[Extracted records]
☆ ☆ ☆ ☆ ☆ ☆ ☆
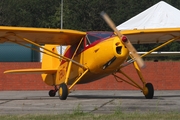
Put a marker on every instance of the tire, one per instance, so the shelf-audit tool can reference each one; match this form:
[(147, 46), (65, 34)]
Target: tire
[(63, 91), (52, 93), (150, 88)]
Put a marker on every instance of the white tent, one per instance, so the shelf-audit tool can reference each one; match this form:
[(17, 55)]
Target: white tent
[(160, 15)]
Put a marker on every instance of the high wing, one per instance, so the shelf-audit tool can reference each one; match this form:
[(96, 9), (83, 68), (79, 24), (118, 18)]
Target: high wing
[(39, 71), (144, 36), (40, 35)]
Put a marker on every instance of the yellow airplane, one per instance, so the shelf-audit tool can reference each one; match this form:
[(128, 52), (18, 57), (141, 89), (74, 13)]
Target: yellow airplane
[(89, 56)]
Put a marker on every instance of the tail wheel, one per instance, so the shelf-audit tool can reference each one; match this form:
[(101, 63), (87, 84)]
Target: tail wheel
[(150, 91), (63, 91), (52, 93)]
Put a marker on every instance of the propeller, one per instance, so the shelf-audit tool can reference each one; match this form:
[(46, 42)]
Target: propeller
[(125, 40)]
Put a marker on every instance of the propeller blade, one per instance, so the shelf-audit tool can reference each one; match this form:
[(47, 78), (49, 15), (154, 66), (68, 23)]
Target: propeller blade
[(125, 40)]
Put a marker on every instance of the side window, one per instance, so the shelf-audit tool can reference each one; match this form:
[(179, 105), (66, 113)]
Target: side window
[(81, 47)]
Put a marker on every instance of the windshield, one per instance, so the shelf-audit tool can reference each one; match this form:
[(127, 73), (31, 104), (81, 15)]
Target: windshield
[(94, 36)]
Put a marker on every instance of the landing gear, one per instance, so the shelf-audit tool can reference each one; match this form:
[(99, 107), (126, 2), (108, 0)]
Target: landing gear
[(52, 93), (63, 91), (148, 91)]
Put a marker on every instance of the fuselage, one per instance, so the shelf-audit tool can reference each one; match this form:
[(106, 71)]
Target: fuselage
[(101, 52)]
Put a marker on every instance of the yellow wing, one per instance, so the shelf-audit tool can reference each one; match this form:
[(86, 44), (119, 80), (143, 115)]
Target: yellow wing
[(38, 71), (41, 35), (143, 36)]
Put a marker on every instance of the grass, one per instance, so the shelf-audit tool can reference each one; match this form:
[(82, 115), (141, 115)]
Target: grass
[(79, 115)]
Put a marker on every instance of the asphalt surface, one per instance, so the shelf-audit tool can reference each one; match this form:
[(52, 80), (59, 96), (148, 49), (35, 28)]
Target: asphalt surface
[(100, 102)]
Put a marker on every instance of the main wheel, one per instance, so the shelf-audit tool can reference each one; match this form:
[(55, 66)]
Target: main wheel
[(150, 93), (63, 91), (52, 93)]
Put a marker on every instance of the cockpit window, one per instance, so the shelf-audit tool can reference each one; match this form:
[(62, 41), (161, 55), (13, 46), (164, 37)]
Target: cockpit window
[(94, 36)]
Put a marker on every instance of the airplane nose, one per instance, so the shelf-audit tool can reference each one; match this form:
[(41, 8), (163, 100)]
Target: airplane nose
[(118, 49)]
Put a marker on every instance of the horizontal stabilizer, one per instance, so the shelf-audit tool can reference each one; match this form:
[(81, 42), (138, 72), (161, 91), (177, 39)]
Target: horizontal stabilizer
[(37, 71)]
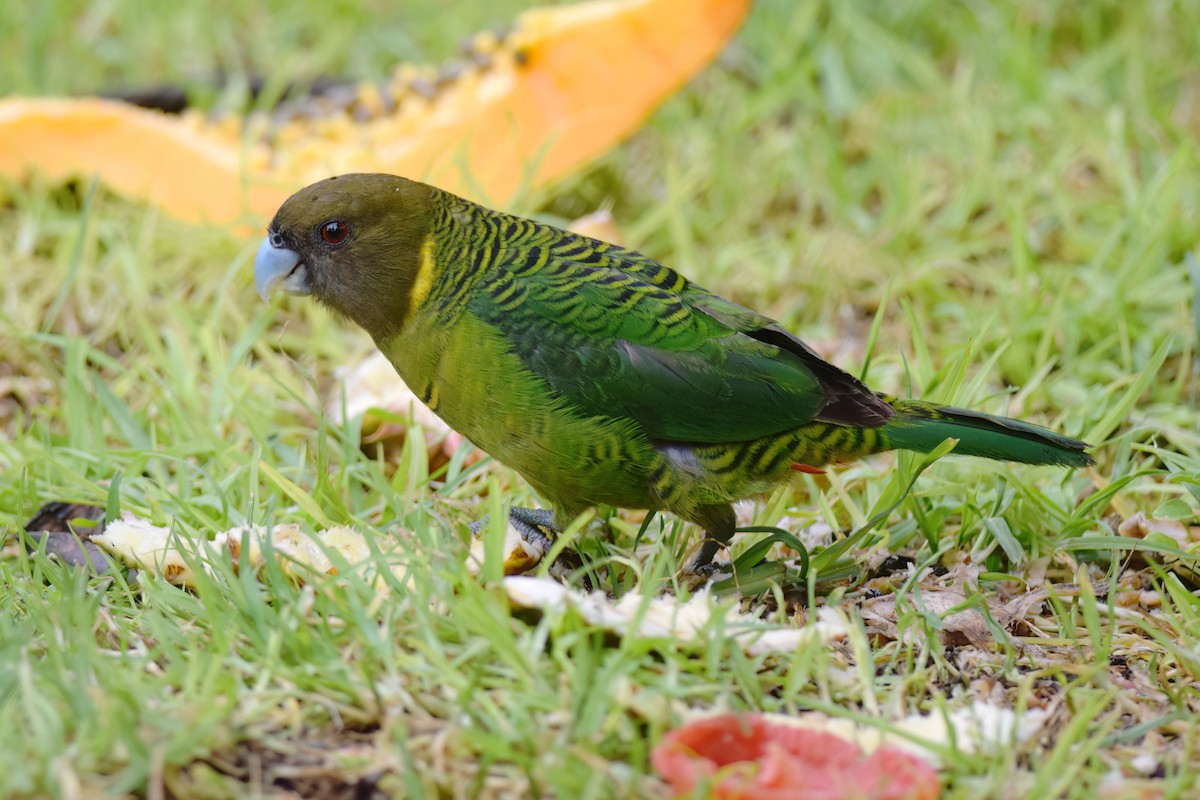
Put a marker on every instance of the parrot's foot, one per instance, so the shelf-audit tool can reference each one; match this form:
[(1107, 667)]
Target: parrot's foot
[(718, 522), (537, 527)]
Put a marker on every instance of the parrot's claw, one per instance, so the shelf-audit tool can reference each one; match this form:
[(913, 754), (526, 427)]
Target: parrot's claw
[(711, 569), (702, 565), (537, 527)]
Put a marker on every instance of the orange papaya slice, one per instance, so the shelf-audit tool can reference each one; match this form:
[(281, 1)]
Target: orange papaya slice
[(563, 86)]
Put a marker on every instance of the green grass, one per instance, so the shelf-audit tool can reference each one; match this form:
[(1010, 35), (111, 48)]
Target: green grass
[(1012, 190)]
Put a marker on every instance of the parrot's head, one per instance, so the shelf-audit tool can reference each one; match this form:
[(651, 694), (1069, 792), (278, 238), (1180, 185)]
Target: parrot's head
[(355, 242)]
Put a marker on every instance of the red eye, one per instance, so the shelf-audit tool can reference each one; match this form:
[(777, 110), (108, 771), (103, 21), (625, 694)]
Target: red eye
[(335, 232)]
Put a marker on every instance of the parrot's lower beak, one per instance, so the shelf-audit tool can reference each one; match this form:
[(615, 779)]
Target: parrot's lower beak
[(279, 268)]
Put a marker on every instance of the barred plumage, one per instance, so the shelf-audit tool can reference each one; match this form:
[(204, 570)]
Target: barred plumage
[(600, 374)]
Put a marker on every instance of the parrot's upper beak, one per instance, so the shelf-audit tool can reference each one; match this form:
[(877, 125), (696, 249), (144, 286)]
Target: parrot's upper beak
[(279, 268)]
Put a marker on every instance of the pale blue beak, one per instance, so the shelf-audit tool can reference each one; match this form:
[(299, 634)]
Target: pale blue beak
[(279, 268)]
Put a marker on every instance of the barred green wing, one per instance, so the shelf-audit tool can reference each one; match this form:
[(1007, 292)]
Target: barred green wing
[(616, 334)]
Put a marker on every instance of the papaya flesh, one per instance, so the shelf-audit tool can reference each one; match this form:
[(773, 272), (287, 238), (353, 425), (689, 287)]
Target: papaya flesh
[(563, 86)]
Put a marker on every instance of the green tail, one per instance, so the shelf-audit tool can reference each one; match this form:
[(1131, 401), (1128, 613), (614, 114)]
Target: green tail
[(923, 426)]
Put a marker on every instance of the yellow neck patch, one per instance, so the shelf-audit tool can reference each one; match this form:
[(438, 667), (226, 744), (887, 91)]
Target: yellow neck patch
[(424, 280)]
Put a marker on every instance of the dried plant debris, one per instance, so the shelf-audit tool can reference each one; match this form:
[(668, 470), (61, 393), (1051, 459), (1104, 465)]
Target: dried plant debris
[(65, 530), (700, 620)]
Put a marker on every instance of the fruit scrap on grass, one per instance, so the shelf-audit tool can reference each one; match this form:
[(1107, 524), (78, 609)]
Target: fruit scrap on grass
[(751, 757), (563, 86)]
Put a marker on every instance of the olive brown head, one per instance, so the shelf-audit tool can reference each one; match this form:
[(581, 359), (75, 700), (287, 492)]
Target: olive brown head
[(354, 244)]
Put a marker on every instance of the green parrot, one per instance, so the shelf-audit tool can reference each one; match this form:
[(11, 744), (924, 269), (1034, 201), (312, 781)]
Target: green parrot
[(600, 374)]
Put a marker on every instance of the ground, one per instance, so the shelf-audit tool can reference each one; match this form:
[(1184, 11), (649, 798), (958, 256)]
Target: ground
[(1008, 191)]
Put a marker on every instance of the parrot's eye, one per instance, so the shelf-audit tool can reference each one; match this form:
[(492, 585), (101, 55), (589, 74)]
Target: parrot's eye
[(335, 232)]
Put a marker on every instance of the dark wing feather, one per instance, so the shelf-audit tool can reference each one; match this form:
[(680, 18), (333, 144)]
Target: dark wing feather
[(616, 334)]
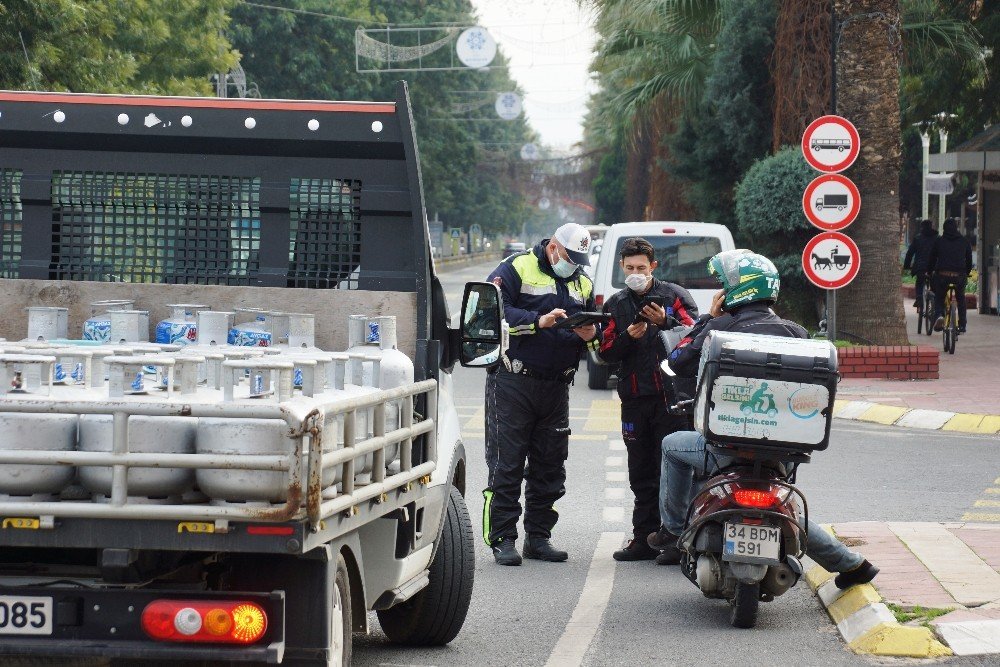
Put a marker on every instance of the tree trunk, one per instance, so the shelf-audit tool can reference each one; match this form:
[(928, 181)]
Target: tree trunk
[(868, 95)]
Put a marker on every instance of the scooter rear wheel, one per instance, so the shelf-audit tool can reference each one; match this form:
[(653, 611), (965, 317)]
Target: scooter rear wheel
[(745, 604)]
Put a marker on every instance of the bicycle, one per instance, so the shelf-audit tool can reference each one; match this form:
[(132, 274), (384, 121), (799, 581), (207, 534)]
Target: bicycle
[(925, 310), (950, 331)]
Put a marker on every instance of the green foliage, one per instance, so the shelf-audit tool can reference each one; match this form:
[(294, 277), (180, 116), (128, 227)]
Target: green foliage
[(769, 218), (609, 186), (120, 46), (731, 126)]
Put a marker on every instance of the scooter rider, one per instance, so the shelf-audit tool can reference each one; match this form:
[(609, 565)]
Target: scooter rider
[(750, 284), (527, 396)]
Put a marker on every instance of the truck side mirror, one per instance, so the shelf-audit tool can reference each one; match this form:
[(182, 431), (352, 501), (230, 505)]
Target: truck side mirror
[(484, 331)]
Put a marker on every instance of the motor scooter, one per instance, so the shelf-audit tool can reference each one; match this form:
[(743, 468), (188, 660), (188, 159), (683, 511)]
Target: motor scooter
[(746, 526)]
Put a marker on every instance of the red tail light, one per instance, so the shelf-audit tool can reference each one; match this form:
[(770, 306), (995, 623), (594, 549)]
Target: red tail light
[(218, 621), (757, 498)]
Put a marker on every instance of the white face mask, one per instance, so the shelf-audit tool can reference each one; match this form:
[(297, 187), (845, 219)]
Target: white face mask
[(637, 281), (562, 268)]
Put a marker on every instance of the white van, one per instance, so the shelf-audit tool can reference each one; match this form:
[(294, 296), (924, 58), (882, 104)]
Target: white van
[(682, 250)]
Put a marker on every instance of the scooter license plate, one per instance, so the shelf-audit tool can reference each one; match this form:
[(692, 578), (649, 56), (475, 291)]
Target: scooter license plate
[(751, 544)]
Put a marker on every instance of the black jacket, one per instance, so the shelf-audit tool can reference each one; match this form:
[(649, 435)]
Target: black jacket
[(918, 255), (757, 318), (951, 253), (640, 359)]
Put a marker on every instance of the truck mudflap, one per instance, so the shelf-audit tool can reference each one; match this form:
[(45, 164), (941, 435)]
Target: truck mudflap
[(57, 622)]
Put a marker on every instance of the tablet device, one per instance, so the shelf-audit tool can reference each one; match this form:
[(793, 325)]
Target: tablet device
[(581, 320)]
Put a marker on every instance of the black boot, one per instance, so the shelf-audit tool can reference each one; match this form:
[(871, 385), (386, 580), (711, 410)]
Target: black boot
[(539, 548), (636, 549), (505, 553), (862, 574)]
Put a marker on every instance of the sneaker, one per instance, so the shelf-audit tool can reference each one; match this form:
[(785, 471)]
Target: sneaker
[(862, 574), (661, 539), (635, 550), (505, 553), (539, 548), (669, 556)]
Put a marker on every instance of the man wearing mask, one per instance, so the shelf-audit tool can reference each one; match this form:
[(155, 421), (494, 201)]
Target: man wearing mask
[(631, 339), (950, 263), (527, 396)]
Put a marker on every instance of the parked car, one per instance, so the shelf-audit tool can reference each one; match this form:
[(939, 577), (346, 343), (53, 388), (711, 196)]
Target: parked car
[(682, 250), (513, 247)]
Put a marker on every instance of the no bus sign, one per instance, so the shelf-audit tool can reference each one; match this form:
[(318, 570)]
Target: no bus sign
[(831, 260), (831, 144), (831, 202)]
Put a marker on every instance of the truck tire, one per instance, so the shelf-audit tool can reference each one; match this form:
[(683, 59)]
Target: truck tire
[(434, 616), (340, 617), (597, 375)]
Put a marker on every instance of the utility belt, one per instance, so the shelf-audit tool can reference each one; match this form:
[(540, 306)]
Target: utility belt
[(517, 367)]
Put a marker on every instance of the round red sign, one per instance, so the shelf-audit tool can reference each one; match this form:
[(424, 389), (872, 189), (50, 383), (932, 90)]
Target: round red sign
[(831, 260), (831, 202), (831, 144)]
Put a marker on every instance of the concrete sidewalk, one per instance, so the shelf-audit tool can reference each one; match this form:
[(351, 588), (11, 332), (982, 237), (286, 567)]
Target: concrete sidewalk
[(938, 592), (965, 398)]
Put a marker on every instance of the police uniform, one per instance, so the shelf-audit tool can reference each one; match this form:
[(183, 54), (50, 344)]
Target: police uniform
[(527, 396)]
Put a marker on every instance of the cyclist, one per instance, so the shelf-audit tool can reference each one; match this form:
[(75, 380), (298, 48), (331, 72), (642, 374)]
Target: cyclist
[(950, 263), (918, 256)]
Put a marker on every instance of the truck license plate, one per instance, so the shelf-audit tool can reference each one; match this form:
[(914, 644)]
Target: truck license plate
[(25, 615), (751, 544)]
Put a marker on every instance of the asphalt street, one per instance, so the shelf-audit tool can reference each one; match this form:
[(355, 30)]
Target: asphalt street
[(593, 611)]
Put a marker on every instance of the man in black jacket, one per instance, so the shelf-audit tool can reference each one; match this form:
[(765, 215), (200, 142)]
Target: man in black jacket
[(918, 257), (631, 339), (950, 263)]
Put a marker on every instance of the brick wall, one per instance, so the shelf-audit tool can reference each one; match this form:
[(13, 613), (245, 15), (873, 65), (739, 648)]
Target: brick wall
[(892, 362)]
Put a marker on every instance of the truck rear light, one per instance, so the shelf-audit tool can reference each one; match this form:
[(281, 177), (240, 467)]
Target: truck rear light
[(217, 621)]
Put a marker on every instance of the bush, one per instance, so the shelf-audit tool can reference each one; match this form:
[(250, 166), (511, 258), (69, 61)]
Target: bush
[(769, 214)]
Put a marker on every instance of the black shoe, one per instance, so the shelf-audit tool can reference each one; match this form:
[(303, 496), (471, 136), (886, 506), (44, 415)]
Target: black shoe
[(862, 574), (539, 548), (505, 553), (635, 550), (669, 556), (661, 539)]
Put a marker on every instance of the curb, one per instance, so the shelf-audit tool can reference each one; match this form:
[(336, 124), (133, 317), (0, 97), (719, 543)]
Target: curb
[(867, 625), (937, 420)]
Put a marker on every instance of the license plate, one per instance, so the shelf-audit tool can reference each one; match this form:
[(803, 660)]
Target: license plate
[(25, 615), (751, 544)]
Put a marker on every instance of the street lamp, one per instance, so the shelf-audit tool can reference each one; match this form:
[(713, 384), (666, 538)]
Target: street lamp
[(943, 120)]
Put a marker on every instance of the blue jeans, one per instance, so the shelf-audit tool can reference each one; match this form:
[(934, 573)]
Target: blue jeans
[(684, 456)]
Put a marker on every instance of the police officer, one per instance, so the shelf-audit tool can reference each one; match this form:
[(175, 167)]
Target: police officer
[(527, 396)]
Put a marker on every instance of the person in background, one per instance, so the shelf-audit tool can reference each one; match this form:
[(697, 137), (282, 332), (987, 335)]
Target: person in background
[(631, 339), (527, 395), (918, 257), (950, 262)]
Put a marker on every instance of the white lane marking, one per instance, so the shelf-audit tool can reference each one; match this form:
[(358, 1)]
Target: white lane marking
[(572, 646), (614, 513)]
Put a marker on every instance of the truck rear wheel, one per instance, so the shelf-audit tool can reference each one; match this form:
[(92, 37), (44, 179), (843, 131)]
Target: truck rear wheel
[(434, 616)]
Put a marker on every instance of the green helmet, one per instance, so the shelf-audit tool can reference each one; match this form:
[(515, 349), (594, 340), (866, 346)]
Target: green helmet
[(745, 276)]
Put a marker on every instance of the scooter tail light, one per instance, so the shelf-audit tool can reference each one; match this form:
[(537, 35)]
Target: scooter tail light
[(217, 621)]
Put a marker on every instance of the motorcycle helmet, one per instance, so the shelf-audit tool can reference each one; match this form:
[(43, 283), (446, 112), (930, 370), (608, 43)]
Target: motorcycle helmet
[(746, 277)]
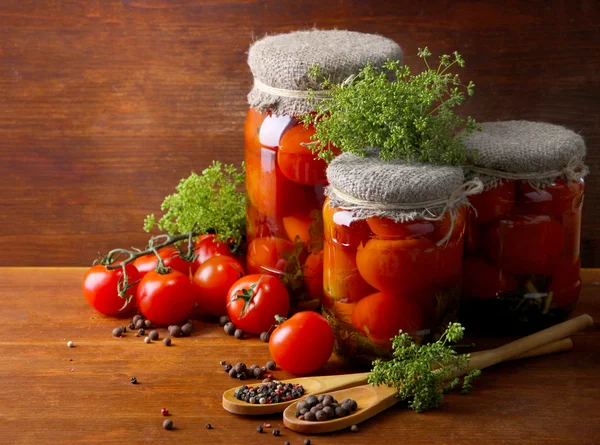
☆ ☆ ☆ ☆ ☆ ☆ ☆
- _Exercise_:
Copy the records word for word, from their start through the line that contains "[(160, 15)]", and leave the pictures out of your copy.

- _The reply_:
Put a marker on every instance of the tire, one per instance, so the shelf-audit tool can reference each one; match this form:
[(147, 46), (65, 34)]
Target: tire
[(63, 91), (52, 93), (150, 88)]
Put a marker on every instance of the white tent, one per instance, so the shelf-audit tool can reference each one; match this form:
[(17, 55)]
Target: white tent
[(160, 15)]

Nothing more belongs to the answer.